▸ THE REQUEST:
Recast everything from the start of the rows down through the line containing "226 526 295 565" as a Markdown table with the columns No. and Line. Number each line and leave out blank lines.

▸ Detection examples:
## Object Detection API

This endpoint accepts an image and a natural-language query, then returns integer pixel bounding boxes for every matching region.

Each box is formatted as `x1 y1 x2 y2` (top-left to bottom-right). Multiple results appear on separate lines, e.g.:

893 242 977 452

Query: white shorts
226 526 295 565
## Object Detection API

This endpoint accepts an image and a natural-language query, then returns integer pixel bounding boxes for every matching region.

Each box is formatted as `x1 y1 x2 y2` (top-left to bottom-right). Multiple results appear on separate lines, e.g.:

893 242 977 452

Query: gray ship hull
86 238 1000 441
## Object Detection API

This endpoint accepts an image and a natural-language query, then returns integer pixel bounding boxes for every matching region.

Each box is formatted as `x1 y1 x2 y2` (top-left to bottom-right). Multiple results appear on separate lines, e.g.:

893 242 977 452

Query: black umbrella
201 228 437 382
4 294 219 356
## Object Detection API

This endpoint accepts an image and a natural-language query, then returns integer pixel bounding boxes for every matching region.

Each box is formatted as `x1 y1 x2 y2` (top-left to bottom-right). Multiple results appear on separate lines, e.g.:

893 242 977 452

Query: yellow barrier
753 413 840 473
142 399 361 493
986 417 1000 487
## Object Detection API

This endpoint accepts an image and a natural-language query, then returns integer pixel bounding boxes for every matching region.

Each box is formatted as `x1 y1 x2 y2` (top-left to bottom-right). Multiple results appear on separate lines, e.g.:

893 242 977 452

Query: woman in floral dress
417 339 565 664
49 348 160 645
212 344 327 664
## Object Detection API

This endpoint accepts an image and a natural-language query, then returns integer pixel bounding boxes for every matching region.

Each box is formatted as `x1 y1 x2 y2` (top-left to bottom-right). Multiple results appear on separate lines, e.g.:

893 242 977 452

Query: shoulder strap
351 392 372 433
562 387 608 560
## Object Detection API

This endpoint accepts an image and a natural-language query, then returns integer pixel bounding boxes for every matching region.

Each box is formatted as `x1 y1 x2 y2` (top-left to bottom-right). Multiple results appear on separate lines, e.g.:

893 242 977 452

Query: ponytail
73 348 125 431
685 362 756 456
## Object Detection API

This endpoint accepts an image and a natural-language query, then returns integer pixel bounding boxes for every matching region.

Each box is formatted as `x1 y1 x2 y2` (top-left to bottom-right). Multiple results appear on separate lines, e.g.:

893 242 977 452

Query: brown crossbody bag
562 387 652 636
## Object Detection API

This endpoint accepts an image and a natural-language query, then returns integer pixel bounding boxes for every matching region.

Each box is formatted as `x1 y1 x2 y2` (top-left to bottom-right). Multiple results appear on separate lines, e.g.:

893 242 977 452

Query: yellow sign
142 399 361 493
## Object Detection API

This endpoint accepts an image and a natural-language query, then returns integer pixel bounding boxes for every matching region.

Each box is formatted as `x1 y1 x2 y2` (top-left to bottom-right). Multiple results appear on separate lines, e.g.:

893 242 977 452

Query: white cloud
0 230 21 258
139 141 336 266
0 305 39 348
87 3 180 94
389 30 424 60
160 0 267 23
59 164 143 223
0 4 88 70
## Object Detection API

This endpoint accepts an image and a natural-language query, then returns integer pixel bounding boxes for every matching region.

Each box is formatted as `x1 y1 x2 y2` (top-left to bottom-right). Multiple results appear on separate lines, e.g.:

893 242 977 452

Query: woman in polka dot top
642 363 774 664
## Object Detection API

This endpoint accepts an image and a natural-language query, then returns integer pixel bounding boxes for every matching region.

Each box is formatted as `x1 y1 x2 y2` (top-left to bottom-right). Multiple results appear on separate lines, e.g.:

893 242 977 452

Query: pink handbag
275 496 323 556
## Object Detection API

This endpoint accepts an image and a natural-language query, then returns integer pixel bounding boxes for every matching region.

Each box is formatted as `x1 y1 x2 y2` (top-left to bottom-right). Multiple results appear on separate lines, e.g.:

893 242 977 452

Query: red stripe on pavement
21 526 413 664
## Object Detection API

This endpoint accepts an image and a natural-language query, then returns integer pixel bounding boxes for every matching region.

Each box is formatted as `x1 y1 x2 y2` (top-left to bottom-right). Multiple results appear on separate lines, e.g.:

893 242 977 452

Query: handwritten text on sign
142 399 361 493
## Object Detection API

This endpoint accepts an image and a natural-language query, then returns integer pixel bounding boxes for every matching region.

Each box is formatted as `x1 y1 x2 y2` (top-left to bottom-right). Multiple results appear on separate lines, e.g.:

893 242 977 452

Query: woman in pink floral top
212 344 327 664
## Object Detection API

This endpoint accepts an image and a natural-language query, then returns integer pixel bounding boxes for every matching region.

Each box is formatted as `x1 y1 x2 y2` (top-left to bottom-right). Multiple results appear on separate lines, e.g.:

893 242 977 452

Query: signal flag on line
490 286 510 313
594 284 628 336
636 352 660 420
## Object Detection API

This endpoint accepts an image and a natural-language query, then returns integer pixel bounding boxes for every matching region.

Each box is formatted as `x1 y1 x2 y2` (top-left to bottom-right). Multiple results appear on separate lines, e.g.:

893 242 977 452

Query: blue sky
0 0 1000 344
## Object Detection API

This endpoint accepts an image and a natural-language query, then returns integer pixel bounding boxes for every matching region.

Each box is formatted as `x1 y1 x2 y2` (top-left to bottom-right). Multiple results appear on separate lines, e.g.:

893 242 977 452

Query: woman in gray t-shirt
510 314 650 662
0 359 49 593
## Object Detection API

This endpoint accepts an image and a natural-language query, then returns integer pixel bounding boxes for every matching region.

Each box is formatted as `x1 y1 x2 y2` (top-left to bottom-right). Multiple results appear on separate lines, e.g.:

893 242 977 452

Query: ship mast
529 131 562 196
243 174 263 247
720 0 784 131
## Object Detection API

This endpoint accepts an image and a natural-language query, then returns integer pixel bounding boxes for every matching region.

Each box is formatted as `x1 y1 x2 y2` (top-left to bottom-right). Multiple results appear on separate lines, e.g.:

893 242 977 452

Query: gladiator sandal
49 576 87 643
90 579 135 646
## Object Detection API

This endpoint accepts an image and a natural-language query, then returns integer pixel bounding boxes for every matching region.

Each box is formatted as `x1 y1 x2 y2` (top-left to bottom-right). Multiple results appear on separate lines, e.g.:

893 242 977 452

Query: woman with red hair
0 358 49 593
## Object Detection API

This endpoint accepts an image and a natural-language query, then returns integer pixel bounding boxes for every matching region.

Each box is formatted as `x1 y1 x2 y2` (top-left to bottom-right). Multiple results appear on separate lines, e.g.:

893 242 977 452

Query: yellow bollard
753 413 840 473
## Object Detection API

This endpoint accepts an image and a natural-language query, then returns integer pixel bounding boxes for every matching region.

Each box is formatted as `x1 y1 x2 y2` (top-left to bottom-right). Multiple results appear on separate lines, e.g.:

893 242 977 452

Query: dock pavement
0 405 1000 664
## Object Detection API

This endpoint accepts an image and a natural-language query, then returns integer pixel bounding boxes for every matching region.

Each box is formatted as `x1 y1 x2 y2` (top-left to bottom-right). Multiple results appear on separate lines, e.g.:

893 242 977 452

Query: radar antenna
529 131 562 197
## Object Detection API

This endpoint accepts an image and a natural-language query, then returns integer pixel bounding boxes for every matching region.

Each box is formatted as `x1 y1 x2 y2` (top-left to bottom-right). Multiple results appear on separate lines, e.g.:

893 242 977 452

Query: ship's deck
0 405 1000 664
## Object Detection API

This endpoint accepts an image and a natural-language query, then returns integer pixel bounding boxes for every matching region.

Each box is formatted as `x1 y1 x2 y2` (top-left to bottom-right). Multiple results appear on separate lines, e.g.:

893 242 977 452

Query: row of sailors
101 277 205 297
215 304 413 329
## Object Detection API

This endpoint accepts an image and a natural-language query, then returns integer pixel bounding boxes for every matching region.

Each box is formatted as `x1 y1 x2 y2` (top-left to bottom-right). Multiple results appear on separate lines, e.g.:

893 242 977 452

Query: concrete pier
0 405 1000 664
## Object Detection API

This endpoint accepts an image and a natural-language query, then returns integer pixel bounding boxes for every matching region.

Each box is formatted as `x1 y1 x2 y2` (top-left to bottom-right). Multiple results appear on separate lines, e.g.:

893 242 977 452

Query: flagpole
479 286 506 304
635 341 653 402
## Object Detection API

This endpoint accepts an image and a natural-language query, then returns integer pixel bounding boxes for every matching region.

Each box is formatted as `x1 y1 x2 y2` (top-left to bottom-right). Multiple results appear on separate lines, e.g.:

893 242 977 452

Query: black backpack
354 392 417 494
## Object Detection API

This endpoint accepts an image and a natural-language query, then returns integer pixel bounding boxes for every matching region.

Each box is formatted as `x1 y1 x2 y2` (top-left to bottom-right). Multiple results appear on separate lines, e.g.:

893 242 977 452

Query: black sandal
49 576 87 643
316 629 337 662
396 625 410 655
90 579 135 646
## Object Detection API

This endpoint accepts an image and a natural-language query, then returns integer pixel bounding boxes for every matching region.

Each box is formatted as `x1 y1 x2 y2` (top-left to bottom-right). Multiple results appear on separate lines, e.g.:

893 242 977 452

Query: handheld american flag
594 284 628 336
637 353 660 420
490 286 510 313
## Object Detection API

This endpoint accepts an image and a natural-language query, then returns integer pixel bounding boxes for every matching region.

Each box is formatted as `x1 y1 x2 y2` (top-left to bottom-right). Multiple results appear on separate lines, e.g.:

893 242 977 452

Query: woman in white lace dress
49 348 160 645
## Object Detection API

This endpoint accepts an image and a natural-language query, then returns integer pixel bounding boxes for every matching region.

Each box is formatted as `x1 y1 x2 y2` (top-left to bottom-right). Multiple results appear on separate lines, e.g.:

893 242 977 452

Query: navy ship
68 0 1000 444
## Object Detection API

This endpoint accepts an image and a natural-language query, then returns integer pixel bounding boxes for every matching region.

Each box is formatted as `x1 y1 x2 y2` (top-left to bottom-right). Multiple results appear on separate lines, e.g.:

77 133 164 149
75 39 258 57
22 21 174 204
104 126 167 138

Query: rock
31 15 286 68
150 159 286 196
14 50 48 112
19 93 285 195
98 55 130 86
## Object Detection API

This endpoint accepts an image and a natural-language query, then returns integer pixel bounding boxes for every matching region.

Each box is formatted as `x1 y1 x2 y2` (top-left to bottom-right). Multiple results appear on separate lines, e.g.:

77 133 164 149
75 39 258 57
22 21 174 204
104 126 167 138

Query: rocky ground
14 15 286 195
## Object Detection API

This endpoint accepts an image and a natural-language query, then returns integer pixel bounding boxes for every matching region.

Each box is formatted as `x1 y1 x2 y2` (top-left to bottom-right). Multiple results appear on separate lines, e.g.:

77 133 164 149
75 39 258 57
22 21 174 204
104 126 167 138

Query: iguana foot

▸ WRITTEN REPLY:
| No. | Line |
|---|---|
| 1 | ## Object Detection API |
| 2 | This endpoint accepts an image and a natural-language query, then returns integer pixel bounding boxes for every matching region. |
| 3 | Each box is formatted as `x1 y1 x2 y2` (top-left to bottom-right). Multiple results appear on separate lines, e.g.: |
| 4 | 893 242 977 452 |
| 5 | Query: white shorts |
| 6 | 226 526 295 565 |